Document excerpt:
<<<<

I do not expect deer populations to be stable or always increasing, nor that it would be an indication of the health of deer herds. Deer respond to a multitude of variables that affect population levels. Amongst these variables, the availability of browse is one factor.
There can be no doubt that wildfires in recent years has reduced bitterbrush, which in the Methow Valley is the mainstay of mule deer diet all year around. Historic photos show the great abundance of bitterbrush in our shrub-steppe environment is most likely not natural but the result of 100 years, or more, of fire suppression. This has provided for a more numerous deer population but has also created conditions that result in more intense and rapidly spreading wildfire. The intensity of these wildfires is a result, not only of the density of forage, but also the mass of dead wood fuels that create extreme hot conditions that kill root systems that might otherwise recover.

>>>>

Excerpted records:
<<<<

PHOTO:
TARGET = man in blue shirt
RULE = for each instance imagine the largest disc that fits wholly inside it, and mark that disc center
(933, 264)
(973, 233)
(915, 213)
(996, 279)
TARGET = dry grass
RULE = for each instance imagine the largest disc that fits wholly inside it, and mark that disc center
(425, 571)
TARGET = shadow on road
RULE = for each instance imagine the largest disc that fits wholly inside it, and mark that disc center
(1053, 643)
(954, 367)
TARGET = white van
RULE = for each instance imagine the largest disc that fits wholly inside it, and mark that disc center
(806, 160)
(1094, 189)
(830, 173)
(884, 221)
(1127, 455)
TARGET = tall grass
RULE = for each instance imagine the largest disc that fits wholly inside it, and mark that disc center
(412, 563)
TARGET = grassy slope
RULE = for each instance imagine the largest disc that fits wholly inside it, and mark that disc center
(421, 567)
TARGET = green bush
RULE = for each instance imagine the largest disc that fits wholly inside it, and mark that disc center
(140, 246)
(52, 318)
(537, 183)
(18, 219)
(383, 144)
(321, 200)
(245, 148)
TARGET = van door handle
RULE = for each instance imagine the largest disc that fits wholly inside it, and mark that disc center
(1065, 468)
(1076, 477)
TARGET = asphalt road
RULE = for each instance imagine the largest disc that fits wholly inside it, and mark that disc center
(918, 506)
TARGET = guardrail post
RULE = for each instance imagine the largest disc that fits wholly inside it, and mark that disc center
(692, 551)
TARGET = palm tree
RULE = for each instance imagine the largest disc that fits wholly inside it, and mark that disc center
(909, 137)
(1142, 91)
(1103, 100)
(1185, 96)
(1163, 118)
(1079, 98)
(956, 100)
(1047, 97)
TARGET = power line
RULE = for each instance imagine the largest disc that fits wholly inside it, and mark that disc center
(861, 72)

>>>>

Problem set:
1 - Copy the passage of the deer and wildfire text above word for word, starting at "There can be" and ending at "might otherwise recover.".
2 - Continue the deer and wildfire text above from the point where it stops.

Responses by task:
1 -
There can be no doubt that wildfires in recent years has reduced bitterbrush, which in the Methow Valley is the mainstay of mule deer diet all year around. Historic photos show the great abundance of bitterbrush in our shrub-steppe environment is most likely not natural but the result of 100 years, or more, of fire suppression. This has provided for a more numerous deer population but has also created conditions that result in more intense and rapidly spreading wildfire. The intensity of these wildfires is a result, not only of the density of forage, but also the mass of dead wood fuels that create extreme hot conditions that kill root systems that might otherwise recover.

2 -
I am more inclined to believe the Washington Department of Fish and Wildlife’s estimates of deer population, 8,000 to 12,000, than opinions based on casual observation and speculation. I also see no indications that deer are experiencing a “starvation event.” Regardless of what the deer population is, who can say what it should be? Herd health is best served by trusting natural processes to keep deer numbers in balance with habitat.
Artificially feeding deer, while well intentioned, has proven not only ineffective but counter-productive. Feeding concentrates deer, bringing more deer in close contact with each other, which makes them more susceptible to the transmission of disease and more vulnerable to predators.
Wyoming may be the worst example of wildlife management. Wyoming’s aggressive anti-wolf management and ungulate feeding program has encouraged the rapid spread of chronic wasting disease, which has now spread to Montana and Idaho. It is a little-understood and fatal disease related to mad cow disease.
Wildlife is better off when we trust natural, environmental and biological processes that created wildlife without our interference.
Thanks for help
I broke my femur at the hip Jan. 19 skiing at Sun Mountain near the Chickadee parking lot. I was very fortunate because several people stopped to help me. I lay on the snow for about two hours, waiting for the ambulance crew to arrive, with the Aero Methow Rescue Service snowmobile ambulance.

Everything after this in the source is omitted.